begin Source records

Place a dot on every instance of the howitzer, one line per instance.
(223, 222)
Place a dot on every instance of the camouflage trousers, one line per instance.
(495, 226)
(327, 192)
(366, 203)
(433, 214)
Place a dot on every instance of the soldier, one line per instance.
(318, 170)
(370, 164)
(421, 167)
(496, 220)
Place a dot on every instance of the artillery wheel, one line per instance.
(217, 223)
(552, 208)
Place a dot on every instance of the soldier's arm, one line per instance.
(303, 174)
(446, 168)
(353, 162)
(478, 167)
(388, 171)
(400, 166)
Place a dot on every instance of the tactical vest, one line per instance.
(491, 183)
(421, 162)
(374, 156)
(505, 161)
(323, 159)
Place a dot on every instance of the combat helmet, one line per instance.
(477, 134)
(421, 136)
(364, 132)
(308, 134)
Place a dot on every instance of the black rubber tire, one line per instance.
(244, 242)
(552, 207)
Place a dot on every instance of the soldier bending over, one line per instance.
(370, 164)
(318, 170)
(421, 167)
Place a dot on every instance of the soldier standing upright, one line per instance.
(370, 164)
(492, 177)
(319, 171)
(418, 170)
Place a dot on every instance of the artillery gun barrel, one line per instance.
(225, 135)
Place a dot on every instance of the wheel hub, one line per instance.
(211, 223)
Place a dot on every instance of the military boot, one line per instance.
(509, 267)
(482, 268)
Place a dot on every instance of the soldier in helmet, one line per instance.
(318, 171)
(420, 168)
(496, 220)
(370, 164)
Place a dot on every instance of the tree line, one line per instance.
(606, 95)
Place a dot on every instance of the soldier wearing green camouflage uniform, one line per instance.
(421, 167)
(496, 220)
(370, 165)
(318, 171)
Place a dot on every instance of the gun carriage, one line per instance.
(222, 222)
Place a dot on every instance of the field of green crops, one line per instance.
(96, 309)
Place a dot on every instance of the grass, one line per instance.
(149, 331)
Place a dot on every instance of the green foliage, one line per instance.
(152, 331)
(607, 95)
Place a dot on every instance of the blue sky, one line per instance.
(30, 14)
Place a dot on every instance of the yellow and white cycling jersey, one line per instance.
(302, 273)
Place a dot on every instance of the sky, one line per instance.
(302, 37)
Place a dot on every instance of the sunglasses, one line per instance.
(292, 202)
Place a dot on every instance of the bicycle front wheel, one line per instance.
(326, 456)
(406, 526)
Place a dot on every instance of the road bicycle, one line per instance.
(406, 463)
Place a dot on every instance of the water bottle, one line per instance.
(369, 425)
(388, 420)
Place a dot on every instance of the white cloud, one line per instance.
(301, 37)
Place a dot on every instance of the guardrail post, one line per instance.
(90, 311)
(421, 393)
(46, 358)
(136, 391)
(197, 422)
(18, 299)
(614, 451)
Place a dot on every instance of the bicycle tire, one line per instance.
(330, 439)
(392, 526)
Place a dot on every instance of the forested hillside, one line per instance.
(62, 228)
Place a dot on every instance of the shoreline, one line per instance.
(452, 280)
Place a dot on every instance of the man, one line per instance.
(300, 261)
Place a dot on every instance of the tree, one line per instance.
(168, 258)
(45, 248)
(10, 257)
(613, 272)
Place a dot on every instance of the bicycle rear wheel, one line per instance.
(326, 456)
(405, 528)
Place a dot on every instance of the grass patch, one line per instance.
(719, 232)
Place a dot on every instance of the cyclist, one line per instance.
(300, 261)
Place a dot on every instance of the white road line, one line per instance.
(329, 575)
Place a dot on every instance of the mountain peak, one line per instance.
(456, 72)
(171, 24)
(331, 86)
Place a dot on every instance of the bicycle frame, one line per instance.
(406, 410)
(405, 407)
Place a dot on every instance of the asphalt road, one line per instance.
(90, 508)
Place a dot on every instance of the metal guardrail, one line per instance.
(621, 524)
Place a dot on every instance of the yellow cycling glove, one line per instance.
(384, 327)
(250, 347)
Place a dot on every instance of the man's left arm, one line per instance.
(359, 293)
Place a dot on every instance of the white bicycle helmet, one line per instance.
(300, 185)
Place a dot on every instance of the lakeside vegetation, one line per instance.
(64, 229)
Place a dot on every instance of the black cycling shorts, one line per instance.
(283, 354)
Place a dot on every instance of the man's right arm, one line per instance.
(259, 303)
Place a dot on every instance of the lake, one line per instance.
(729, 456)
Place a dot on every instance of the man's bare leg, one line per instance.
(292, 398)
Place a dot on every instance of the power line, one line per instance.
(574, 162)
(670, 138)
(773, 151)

end Source records

Write out the full listing exactly as given.

(Answer in full):
Place a dot on every instance of the howitzer, one line per instance.
(223, 222)
Place a dot on every instance of the camouflage trousers, one line per instance.
(495, 226)
(327, 192)
(366, 203)
(433, 214)
Place a dot on every instance of the soldier, one line per instance.
(318, 170)
(370, 164)
(421, 167)
(496, 220)
Place a dot on every instance of the artillery wheel, one line per instance.
(217, 223)
(552, 208)
Place a dot on every instance of the soldier's arm, one line per instance.
(303, 174)
(446, 168)
(353, 162)
(478, 167)
(388, 171)
(400, 166)
Place a dot on every instance of the tactical vest, one line per instance.
(491, 183)
(421, 162)
(374, 156)
(505, 161)
(323, 159)
Place a dot on every instance of the combat helmet, one line per instance.
(477, 134)
(421, 136)
(364, 132)
(308, 134)
Place a dot on every instance of the black rubber tire, one line per instance.
(244, 242)
(552, 207)
Place a dot on every instance of the soldier bending over, one line per instance.
(370, 164)
(318, 170)
(421, 167)
Place a dot on every instance of the soldier standing upright, one line per instance.
(370, 164)
(492, 177)
(319, 171)
(418, 170)
Place a dot on every instance of the artillery gun barrel, one line per instance.
(225, 135)
Place a dot on every instance of the wheel hub, one line per instance.
(211, 223)
Place a dot on every instance of the military boot, one line per instance.
(509, 267)
(482, 268)
Place a dot on every instance of the soldier in helmet, one line per instance.
(318, 171)
(420, 168)
(496, 220)
(370, 164)
Place a dot on every instance of the tree line, one line per instance.
(606, 95)
Place a dot on every instance of the soldier wearing green camouflage uniform, one line per instance.
(421, 167)
(496, 220)
(370, 165)
(318, 171)
Place a dot on every instance of the gun carriage, one line per instance.
(222, 222)
Place a dot on every instance of the field of green crops, one line per instance.
(96, 309)
Place a dot on every instance of the grass, one line per instance.
(149, 331)
Place a dot on every instance of the green foliage, one line per instance.
(152, 331)
(607, 95)
Place a dot on every instance of the blue sky, one line per instance.
(30, 14)
Place a dot on every instance of the yellow and white cycling jersey, one line per instance.
(302, 273)
Place a dot on every instance of the sky, one line per instance.
(302, 37)
Place a dot on every instance of the sunglasses, one line per instance.
(292, 202)
Place a dot on every instance of the bicycle front wheel, one line per instance.
(326, 456)
(406, 526)
Place a dot on every instance of the road bicycle, one line per instance.
(406, 463)
Place a dot on every instance of the water bottle, one line per instance.
(369, 425)
(388, 420)
Place a dot on every instance of the white cloud, one line per instance.
(301, 37)
Place a dot on every instance of the guardrail post, one line per instance.
(90, 311)
(421, 393)
(46, 358)
(136, 391)
(197, 422)
(18, 299)
(614, 451)
Place a dot on every instance of the bicycle tire, one line per instance.
(330, 439)
(392, 526)
Place a dot on every instance of the forested hillside, one line per instance.
(62, 228)
Place a dot on every instance of the shoreline, one line per instance.
(452, 280)
Place a dot on every instance of the man, one line per instance.
(300, 261)
Place a dot on every instance of the tree, one line per instance.
(168, 258)
(45, 248)
(10, 257)
(613, 272)
Place a dot on every instance of the bicycle rear wheel, one line per instance.
(326, 456)
(405, 528)
Place a dot on every instance of the grass patch, one line per instance.
(719, 232)
Place a dot on every instance of the cyclist, one line per instance.
(300, 261)
Place a dot on every instance of the white road line, one line per instance.
(329, 575)
Place a dot on every instance of the mountain peak, one line per instance.
(456, 72)
(171, 24)
(331, 86)
Place a dot on every instance of the bicycle frame, one line per instance.
(406, 410)
(405, 407)
Place a dot on every instance of the asphalt road, one line per instance.
(90, 508)
Place a dot on every instance of the metal guardrail, one line per instance.
(621, 524)
Place a dot on every instance of the yellow cycling glove, one line per instance.
(384, 327)
(250, 347)
Place a dot on every instance of the man's left arm, one line per instance.
(359, 293)
Place a dot on every instance of the white bicycle helmet, one line per instance.
(300, 185)
Place a dot on every instance of the lakeside vegetation, one line per instance.
(64, 229)
Place a dot on every instance of the black cycling shorts, one line per instance.
(283, 354)
Place a dot on every instance of the man's right arm, one line per instance.
(259, 303)
Place a dot on every instance of the lake, one line per instance.
(729, 456)
Place a dot on every instance of the man's bare leg, one line per instance.
(292, 398)
Place a dot on every instance of the power line, one line per instance.
(574, 162)
(670, 138)
(773, 151)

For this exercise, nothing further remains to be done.